> **Records to use**:
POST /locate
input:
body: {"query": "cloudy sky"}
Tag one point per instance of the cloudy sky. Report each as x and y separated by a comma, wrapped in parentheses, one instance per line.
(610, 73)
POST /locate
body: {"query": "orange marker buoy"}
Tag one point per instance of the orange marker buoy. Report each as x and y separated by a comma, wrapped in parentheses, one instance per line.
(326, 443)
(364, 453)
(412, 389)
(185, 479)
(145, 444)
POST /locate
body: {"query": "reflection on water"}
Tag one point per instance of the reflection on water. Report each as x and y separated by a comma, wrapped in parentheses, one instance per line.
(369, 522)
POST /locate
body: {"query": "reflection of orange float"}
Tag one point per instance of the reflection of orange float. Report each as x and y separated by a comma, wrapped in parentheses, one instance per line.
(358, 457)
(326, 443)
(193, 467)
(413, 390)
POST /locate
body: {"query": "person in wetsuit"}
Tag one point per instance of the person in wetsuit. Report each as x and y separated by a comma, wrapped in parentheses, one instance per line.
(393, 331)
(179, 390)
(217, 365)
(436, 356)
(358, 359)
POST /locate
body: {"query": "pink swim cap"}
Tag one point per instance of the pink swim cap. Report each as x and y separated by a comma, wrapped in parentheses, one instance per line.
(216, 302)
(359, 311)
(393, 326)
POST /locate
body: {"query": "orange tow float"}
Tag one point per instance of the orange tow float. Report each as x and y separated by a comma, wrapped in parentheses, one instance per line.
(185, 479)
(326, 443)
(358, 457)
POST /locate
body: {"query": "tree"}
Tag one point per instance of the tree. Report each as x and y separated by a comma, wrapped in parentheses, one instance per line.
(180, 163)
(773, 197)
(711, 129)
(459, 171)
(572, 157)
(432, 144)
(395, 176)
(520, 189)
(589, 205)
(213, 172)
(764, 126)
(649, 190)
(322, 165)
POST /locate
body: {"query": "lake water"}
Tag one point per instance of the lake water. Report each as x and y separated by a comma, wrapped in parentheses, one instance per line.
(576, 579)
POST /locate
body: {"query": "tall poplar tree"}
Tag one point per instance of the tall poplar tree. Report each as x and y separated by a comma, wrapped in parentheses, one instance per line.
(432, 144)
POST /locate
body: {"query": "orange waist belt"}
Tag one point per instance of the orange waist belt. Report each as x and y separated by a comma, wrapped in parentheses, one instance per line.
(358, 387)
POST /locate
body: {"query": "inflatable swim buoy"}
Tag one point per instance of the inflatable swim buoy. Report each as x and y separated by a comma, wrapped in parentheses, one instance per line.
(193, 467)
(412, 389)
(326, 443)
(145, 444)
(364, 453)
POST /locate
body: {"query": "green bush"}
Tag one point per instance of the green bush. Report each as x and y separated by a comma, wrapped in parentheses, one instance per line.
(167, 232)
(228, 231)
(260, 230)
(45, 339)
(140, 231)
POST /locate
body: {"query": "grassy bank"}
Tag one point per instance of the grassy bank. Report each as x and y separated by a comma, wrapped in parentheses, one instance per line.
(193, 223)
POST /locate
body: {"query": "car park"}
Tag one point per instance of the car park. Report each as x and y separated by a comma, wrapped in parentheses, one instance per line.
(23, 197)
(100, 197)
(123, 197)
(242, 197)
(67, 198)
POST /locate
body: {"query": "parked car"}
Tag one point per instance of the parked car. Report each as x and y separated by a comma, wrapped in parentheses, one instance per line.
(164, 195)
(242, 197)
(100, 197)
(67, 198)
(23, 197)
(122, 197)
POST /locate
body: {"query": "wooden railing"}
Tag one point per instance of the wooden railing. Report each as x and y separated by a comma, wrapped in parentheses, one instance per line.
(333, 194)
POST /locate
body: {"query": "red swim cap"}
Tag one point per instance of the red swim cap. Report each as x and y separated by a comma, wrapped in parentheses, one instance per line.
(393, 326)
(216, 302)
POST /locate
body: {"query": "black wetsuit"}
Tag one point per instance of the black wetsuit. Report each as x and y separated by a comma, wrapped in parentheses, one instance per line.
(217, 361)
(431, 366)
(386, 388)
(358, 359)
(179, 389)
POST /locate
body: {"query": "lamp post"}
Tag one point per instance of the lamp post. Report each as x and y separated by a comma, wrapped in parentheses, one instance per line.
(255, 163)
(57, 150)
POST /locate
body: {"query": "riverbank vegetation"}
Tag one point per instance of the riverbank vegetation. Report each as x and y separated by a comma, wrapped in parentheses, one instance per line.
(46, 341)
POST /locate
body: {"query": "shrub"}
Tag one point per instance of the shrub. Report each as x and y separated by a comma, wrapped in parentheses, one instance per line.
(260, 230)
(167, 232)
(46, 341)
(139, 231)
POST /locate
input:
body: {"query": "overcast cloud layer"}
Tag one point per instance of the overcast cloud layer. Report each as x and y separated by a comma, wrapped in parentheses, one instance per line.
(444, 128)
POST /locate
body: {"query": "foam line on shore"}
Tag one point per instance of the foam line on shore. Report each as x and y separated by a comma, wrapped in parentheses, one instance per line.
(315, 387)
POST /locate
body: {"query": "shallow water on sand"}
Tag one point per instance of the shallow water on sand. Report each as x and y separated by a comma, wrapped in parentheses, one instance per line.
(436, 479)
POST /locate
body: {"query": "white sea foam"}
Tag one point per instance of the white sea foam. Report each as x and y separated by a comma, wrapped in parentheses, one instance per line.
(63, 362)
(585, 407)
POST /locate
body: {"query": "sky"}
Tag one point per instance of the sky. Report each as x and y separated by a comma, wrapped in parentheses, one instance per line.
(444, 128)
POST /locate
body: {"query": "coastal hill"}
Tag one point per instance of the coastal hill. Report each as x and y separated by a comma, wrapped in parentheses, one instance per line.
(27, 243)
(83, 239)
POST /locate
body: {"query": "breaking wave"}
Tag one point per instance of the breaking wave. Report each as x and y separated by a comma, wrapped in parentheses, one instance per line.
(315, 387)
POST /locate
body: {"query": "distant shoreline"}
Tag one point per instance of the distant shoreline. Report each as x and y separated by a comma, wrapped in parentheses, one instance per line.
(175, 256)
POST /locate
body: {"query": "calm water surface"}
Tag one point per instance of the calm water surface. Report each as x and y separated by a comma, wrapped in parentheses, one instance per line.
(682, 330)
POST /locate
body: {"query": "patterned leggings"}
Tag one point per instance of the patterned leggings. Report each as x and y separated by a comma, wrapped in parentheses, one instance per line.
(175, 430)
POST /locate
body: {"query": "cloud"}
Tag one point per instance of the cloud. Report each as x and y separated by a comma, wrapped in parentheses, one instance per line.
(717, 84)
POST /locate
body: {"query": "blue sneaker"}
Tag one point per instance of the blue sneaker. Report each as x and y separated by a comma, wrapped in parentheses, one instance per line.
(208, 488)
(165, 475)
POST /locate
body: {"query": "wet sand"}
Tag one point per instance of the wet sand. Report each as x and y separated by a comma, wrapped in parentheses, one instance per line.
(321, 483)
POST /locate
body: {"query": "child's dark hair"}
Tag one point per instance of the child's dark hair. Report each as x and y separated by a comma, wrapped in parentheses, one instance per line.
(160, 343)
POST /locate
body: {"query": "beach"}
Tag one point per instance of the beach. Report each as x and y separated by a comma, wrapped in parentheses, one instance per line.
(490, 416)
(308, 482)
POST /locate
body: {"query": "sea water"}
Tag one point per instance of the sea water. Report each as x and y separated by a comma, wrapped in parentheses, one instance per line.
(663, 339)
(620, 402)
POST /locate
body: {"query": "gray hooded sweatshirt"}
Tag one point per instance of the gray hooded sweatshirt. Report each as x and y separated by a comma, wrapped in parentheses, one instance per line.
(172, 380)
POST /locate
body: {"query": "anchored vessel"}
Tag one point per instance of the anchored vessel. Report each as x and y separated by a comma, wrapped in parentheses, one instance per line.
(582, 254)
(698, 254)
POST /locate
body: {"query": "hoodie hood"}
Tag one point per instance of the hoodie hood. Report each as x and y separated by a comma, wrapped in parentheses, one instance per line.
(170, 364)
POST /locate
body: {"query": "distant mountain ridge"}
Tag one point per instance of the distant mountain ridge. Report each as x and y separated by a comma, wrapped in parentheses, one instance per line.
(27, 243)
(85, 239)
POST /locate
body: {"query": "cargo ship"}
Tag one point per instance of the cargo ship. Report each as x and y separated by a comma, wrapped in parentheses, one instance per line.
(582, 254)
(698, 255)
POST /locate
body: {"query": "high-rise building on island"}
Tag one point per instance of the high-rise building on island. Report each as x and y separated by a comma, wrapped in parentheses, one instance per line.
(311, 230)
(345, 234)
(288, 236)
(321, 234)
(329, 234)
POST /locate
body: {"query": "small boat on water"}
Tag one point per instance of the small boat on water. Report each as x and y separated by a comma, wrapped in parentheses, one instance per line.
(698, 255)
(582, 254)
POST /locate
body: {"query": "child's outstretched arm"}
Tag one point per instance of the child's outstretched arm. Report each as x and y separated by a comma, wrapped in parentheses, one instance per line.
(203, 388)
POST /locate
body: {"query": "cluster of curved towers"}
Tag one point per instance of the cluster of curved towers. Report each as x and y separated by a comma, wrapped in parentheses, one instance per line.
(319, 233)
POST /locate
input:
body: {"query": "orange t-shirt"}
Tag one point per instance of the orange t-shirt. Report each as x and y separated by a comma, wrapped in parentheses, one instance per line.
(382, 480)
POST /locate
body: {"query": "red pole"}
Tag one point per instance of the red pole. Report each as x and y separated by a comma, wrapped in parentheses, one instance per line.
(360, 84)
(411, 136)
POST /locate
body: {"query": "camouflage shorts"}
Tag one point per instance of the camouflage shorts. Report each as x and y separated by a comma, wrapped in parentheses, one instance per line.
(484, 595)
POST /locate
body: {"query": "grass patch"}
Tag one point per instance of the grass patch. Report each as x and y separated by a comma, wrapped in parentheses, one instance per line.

> **Task statement**: Gather every line of the data above that contains the word "green", and copy each such line in full. Case counts: a line qualifies only if the word appears with the same capitalization.

> **Response to this task**:
body: {"query": "green bush"}
Tag one point per instance of the green bush. Report each as x and y separated by a comma, wrapped in parentheses, one instance per line.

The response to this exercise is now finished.